Liste des tâches ▸
(a) Répondez aux questions suivantes à partir du texte fourni :
(i) Quel jour Jean-Christophe Lagarde a-t-il été élu ?
(ii) De quelle ville Jean-Christophe Lagarde est-il maire ?
(iii) Combien d'adhésions jugées douteuses la FED a-t-elle enregistrées dans l'Hérault avant le scrutin ?
(b) Pour chaque affirmation, indiquez si elle concorde avec le texte fourni (oui ou non) et citez les mots du texte qui tranchent :
(i) Le code de bonne conduite a été adopté en juin.
(ii) Hervé Morin est arrivé en tête du premier tour.
(iii) À l'issue du premier tour, Jean-Christophe Lagarde avait 700 voix d'avance sur Hervé Morin.
(c) Citez le passage du texte fourni compris entre « L'ironie est cruelle. » et « l'ubuesque duel Copé-Fillon. », ces deux bornes incluses.

Texte fourni ▸
* * * * * * *

Boules puantes et électeurs suspects : à l'UDI aussi, l'élection du président a mal tourné
Le scrutin, qui visait à désigner le successeur de Jean-Louis Borloo, a viré au pugilat, sur fond d'accusations de clientélisme contre Jean-Christophe Lagarde.
L'ironie est cruelle. En juin, le conseil national de l'UDI avait adopté un "code de bonne conduite" en vue de l'élection à sa présidence, contresigné par tous les candidats. Ils s'y engageaient à "être respectueux de l'UDI et de [leurs] compétiteurs" et à "contribuer (...) au déroulement sain et serein du processus électoral". L'objectif : éviter de donner le même spectacle que l'UMP lors de l'ubuesque duel Copé-Fillon.
Mais, alors que Jean-Christophe Lagarde a été élu, jeudi 13 novembre, face à Hervé Morin, pour succéder à Jean-Louis Borloo, rien ne s'est passé comme prévu. La campagne s'est conclue dans un climat de grande tension, marqué les accusations portées contre le vainqueur surprise du premier tour, Jean-Christophe Lagarde. Le camp de son adversaire, Hervé Morin, a dénoncé des adhésions suspectes ainsi que le système "clientéliste" que Lagarde aurait instauré dans sa ville de Drancy (Seine-Saint-Denis), dont il est maire et député. Retour sur les nombreux couacs d'une élection qui met en péril l'existence même du parti centriste.
Des soupçons de faux électeurs dans l'Hérault
Le 5 novembre, Le Point (article payant) révèle que la FED (Force européenne démocrate), la formation de Jean-Christophe Lagarde au sein de l'UDI, a enregistré pas moins de 500 adhésions jugées douteuses dans l'Hérault avant le scrutin. C'est presque le nombre de voix (700) qui constituaient l'avance de Jean-Christophe Lagarde sur Hervé Morin à l'issue du premier tour. Hervé Morin et Jean-Christophe Fromantin convoquent alors une conférence de presse. Ils expliquent qu'ils s'inquiètent "pour la sincérité et l'honnêteté du scrutin" à l'UDI, et évoquent "un faisceau d'indices sur une machinerie" destinée à faire "gonfler les adhérents".

* * * * * * *

Données fournies ▸
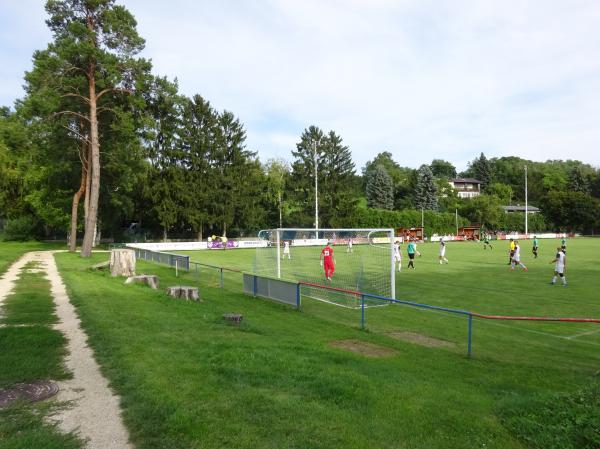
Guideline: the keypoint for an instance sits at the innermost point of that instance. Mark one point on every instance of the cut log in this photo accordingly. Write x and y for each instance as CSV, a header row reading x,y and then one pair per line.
x,y
185,292
122,262
233,317
148,279
101,265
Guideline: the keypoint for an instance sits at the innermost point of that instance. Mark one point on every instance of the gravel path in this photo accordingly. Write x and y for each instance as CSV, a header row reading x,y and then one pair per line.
x,y
95,414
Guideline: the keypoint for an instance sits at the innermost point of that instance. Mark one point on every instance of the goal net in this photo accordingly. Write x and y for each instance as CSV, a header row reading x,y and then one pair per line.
x,y
363,263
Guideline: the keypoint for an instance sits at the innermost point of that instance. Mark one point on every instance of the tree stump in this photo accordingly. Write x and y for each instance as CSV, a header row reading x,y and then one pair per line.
x,y
122,262
235,318
148,279
185,292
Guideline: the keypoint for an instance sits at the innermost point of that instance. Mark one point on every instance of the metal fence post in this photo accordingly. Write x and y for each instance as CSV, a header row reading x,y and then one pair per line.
x,y
362,317
470,332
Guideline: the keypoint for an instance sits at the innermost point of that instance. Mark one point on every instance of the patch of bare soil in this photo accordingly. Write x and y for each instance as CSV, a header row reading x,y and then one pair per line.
x,y
413,337
363,348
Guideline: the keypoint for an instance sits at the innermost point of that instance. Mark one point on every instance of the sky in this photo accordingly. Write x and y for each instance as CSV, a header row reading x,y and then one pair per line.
x,y
422,79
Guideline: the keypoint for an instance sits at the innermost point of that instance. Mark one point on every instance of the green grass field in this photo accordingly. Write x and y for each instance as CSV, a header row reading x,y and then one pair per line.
x,y
286,379
31,350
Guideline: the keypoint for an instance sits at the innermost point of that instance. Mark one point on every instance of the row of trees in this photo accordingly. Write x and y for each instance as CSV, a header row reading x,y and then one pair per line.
x,y
101,143
568,192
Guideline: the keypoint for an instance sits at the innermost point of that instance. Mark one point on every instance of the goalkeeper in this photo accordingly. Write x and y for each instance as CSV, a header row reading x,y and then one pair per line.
x,y
327,261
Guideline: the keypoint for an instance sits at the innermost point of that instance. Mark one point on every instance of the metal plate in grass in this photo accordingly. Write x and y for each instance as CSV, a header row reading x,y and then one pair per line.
x,y
422,340
31,392
363,348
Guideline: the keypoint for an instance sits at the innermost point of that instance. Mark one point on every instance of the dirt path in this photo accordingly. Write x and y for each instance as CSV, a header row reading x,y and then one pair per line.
x,y
95,414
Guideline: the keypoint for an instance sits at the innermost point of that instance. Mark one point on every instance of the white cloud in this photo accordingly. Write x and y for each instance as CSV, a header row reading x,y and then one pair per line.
x,y
422,79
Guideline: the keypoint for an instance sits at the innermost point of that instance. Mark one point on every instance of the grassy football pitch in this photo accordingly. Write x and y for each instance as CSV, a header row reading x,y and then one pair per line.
x,y
314,379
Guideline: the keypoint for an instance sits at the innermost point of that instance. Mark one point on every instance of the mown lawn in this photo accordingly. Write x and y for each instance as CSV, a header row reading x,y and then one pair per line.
x,y
188,379
11,251
31,350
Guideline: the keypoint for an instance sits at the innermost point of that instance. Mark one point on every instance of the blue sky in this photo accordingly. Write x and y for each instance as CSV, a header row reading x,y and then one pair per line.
x,y
422,79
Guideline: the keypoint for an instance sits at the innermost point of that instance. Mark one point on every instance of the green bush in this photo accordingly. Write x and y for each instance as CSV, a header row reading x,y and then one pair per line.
x,y
22,228
560,421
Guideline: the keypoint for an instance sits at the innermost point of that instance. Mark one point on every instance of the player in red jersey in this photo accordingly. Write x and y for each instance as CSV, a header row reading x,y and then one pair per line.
x,y
328,261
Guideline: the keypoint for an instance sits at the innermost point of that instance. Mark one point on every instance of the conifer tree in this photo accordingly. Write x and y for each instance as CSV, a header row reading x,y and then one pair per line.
x,y
482,170
426,189
91,62
380,189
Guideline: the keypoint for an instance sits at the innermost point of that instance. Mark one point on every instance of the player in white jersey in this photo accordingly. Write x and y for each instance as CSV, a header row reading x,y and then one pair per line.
x,y
286,250
442,255
397,255
559,269
516,258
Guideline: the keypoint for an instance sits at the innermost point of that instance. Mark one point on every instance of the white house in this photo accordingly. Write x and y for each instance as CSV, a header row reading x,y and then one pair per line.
x,y
466,187
518,208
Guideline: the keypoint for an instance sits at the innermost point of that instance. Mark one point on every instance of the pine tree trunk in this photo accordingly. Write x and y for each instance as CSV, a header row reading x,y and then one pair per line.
x,y
75,208
88,184
90,222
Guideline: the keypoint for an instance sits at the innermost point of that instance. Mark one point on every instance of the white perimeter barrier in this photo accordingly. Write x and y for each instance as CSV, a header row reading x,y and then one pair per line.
x,y
515,236
195,246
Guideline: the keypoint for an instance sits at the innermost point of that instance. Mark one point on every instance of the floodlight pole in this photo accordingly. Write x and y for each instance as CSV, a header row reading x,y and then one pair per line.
x,y
456,219
314,145
526,228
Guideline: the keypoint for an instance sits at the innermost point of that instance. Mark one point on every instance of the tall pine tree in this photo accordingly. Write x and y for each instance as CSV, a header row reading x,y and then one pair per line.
x,y
426,189
482,170
380,189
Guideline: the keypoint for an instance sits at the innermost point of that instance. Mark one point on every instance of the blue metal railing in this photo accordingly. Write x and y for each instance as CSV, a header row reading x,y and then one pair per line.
x,y
422,306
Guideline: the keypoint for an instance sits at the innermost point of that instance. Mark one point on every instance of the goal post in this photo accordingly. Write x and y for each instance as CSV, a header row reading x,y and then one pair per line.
x,y
364,261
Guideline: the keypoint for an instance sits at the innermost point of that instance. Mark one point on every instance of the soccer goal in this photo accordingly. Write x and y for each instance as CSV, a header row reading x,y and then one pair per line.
x,y
363,262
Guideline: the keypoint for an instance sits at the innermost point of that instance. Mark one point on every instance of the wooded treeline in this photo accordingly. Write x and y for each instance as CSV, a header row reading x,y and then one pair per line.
x,y
100,143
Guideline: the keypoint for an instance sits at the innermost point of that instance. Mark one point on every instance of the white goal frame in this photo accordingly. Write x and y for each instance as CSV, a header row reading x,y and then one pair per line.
x,y
367,231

* * * * * * *

Réponses ▸
(a)
(i) Le jeudi 13 novembre.
(ii) Drancy (Seine-Saint-Denis).
(iii) Pas moins de 500.

(b)
(i) Oui : « En juin, le conseil national de l'UDI avait adopté un "code de bonne conduite" en vue de l'élection à sa présidence »
(ii) Non : « le vainqueur surprise du premier tour, Jean-Christophe Lagarde »
(iii) Oui : « C'est presque le nombre de voix (700) qui constituaient l'avance de Jean-Christophe Lagarde sur Hervé Morin à l'issue du premier tour. »

(c)
L'ironie est cruelle. En juin, le conseil national de l'UDI avait adopté un "code de bonne conduite" en vue de l'élection à sa présidence, contresigné par tous les candidats. Ils s'y engageaient à "être respectueux de l'UDI et de [leurs] compétiteurs" et à "contribuer (...) au déroulement sain et serein du processus électoral". L'objectif : éviter de donner le même spectacle que l'UMP lors de l'ubuesque duel Copé-Fillon.